#### Tugas dan Latihan
#1 Menurut teks tentang Hugua, pada tanggal berapa ia menyampaikan policy speech di Roundtable Mayor Meeting?
#2 Lanjutkan teks tentang Hugua mulai dari sesudah kalimat terakhirnya.

#### Teks Bacaan
=====

![]() |
Ir Hugua. dok foto: geowisata.net |
Sedikit kepala daerah yang saya
temui seperti beliau, terutama dalam keaktifan di forum-forum internasional. Ia
sangat bersemangat dan sangat fokus hingga kegiatan benar-benar menemui
klimaks. Inilah yang dilakukan Pak Hugua dibeberapa kegiatan pertemuan para
pemimpin berskala dunia. Dalam suatu policy speech di Roundtable Mayor
Meeting Coral Triagle Inisiatif (CTI), 16 Mei 2010, tepat pada penandatanganan
kerjasama coral triagle Hugua menegaskan; agar para bupati
dan pemimpin regional di negara-negara maju tidak hanya menyebarkan demokrasi,
namun juga membantu memperkuat governance dan menjaga keseimbangan ekosistem
laut.
Selain itu, kebebasan walaupun penting, tidak ada artinya kalau
tidak dibarengi dengan toleransi dan kepekaan pada nasib lingkungan
hidup–bahkan kadang toleransi bisa lebih penting di banding kebebasan. Para pemimpin local dunia yang terdiri dari
bupati dan walikota terpana dan menyatakan, bahwa, pidato Hugua adalah pidato
politik terpenting bagi para bupati kawasan dunia untuk pembangunan lingkungan
yang berkelanjutan.

=====

#### Catatan Data

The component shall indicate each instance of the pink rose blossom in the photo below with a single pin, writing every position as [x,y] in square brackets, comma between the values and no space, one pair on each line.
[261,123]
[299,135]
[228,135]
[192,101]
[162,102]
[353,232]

=====

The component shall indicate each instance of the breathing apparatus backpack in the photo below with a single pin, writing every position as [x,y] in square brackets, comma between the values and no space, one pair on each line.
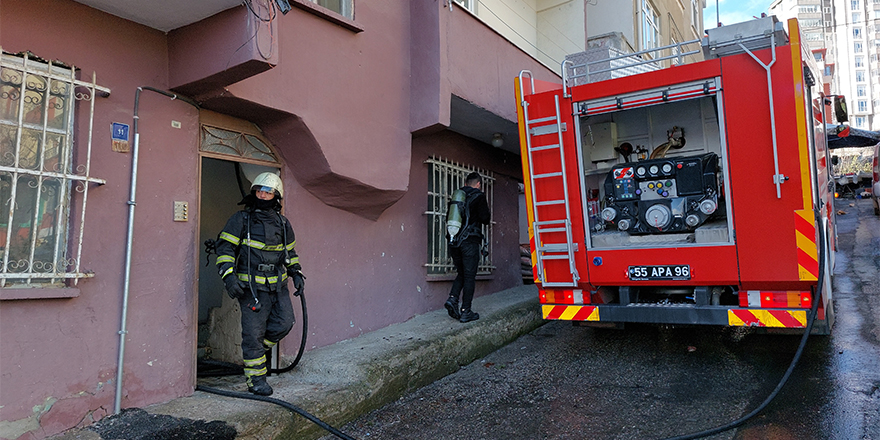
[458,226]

=====

#### Jawaban Latihan
#1 16 Mei 2010.

#2
Belum
ada pidato sedemikian penting di tingkat goverment lokal yang mendunia, apa
yang dibuat Hugua membuat tak hanya rakyat wakatobi bangga menjadi orang
indonesia tetapi juga para delegasi daerah lain di Indonesia semua berjalan
dengan kepala tegak penuh percaya diri, tertular Hugua.
Ketika itu, Major meeting enam Negara di
wakatobi sebenarnya adalah sebuah kegiatan lanjutan dari pertemuan pertama, yang
sebelumnya diselenggarakan di Manado. Namun di pertemuan lanjutan CTI di
Wakatobi, perlahan menemukan titik solusi untuk menjalan sejumlah agenda. CTI
adalah world summit yang dilahirkan dari hasil kerjasama antara enam Negara.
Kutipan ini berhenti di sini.